A run of rows
>>>>>

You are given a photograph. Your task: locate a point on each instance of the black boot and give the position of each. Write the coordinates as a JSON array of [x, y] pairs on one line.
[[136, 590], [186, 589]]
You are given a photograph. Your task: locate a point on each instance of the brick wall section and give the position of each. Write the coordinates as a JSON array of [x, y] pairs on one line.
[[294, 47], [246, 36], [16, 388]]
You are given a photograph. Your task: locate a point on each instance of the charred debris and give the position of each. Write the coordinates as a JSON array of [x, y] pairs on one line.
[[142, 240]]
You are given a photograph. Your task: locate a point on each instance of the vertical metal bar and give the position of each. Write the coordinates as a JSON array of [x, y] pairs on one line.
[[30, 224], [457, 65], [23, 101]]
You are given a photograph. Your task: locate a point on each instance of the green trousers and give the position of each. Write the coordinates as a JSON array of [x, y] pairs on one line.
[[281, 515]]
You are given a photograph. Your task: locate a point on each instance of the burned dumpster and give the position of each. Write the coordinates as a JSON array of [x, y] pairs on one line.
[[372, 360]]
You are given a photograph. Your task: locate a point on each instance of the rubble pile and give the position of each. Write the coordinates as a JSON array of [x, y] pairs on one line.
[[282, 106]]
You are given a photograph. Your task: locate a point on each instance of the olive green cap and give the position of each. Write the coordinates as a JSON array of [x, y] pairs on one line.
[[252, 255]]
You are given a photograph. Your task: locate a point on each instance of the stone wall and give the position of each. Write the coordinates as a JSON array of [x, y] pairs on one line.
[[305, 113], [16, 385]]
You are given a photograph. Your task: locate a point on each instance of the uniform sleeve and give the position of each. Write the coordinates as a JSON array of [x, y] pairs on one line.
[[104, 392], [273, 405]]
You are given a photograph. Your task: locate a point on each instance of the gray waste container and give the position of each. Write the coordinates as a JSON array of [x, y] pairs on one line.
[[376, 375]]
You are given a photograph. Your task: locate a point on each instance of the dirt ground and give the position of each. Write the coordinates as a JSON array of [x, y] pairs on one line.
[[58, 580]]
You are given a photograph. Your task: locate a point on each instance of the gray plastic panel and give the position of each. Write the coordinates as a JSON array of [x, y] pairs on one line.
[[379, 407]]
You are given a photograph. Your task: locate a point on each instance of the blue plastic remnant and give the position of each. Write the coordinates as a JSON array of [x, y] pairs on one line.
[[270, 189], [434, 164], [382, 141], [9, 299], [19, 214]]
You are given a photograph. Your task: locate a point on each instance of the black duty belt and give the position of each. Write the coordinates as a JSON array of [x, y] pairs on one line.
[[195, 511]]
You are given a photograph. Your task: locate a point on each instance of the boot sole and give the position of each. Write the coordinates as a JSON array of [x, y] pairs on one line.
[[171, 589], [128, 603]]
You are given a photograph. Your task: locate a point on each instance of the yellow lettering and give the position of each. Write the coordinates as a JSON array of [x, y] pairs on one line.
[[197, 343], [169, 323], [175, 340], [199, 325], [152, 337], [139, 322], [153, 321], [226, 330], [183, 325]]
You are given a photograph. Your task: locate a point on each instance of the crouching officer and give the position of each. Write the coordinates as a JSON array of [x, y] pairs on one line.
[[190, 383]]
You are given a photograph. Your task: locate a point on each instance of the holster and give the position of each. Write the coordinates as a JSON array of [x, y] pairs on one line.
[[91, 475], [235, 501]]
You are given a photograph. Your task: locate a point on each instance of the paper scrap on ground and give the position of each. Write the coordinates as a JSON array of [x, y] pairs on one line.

<<<<<

Copy the rows above verbatim, every one of them.

* **Output for this task**:
You are given a photograph. Your task: locate a point on each instance of the black boot and give the position of each. Write the coordinates as a JSON array of [x, y] pairs on one line.
[[136, 590], [186, 589]]
You are given a photograph. Your task: locate a point on each instance of the brick wall section and give the position of each. Write the coordinates as a JSON array of [x, y] pairs on one line.
[[294, 47], [246, 36], [16, 388]]
You are given a photograph. Your task: locate a point on each instance of the charred debris and give the position of each. Write the coordinates as a JSON array of [x, y] pairs on one line.
[[142, 240]]
You are given a photograph. Your task: locate a point on each instance of the vertical metal bar and give the position of each. Write the coordinates as a JSON array of [x, y] pairs on one line.
[[30, 224], [457, 65], [23, 101]]
You are given a photograph. Your task: locate a point on each instance of the green trousers and give the position of each. Write the coordinates as a JSON array of [x, y] pairs on one line.
[[281, 515]]
You are given a photograph. Your task: locate a point on each instance of the burned dumpster and give the position of each. Write the coordinates as a JSON array of [x, y] pairs on one line.
[[372, 360]]
You are given a photograph. Your task: locate a point on each instance of the rubble pile and give the position of each. Write the coordinates as a JSON array of [x, y] pairs on one line.
[[282, 106]]
You are given a photograph. Your task: locate a point on each instance of the olive green cap and give the position of each. Write the coordinates as a JSON array of [x, y] pairs on one line.
[[252, 255]]
You are given a photograph. Your task: locate a point on each instance of the stone wall and give the position of each. Write the coordinates as a JSON array of [x, y] pairs on one line.
[[305, 113], [16, 385]]
You are given a photograph. Your task: locate a point on each instance of the uniform sleeve and give the position of each. Write the coordinates as a JSON array of [x, y] pairs on one line.
[[104, 392], [273, 405]]
You are given a photograph. Your task: locate a point on each instance of the gray waste container and give the position of each. Write the coordinates as a JSON array of [x, y] pairs on one line.
[[376, 375]]
You are given a photograph. Your task: locate a point on each instance of the dirt ground and give the position of each. Write the coordinates as a JSON array of [x, y] pairs on one line.
[[58, 580]]
You are given a photograph. Your task: locate a point on each instance of the gray plastic panel and give the position of each. Write the coordinates as a JSON array of [x, y] pairs on one line.
[[379, 407]]
You are given a photograph. Your task: locate a point on each instance of the blue plastic remnant and give the position of each. Write the coordinates as a JSON array of [x, y] pairs on one line.
[[270, 189], [434, 164], [382, 141], [9, 299], [19, 214]]
You are given a photograph. Your task: locate a point on each instance of the black duty belt and give the position of each. Write the coordinates as a JSON array of [x, y] pairs on one line.
[[195, 511]]
You are given a photograph. Your task: locate a point on each instance of the boot sole and give the position of each. Write the coordinates as a JSON array of [x, y] pairs on one line.
[[171, 589], [128, 603]]
You are given a photograph. Your task: locate a point on each instance of the yellow lettering and give the position of each. Write the coordinates as a JSON array of [x, y] pairs on one line.
[[197, 343], [169, 323], [175, 340], [199, 325], [152, 337], [139, 322], [153, 321], [226, 330], [183, 325]]
You are given a photograph. Your task: locate a point on each instance of the crouching officer and give the position of each. Write the coordinates as a JSON array of [x, y] pairs on one line.
[[190, 383]]
You are given a photograph. Your task: locate a point on each instance of the holster and give the position of each. Write the coordinates as a JSON array of [x, y] pairs on one line.
[[91, 475], [235, 501]]
You are given a photograph. Your task: locate a point on each instance of the paper scrap on ground and give the position of each. Write the coordinates as a JSON array of [x, y] pairs on one line.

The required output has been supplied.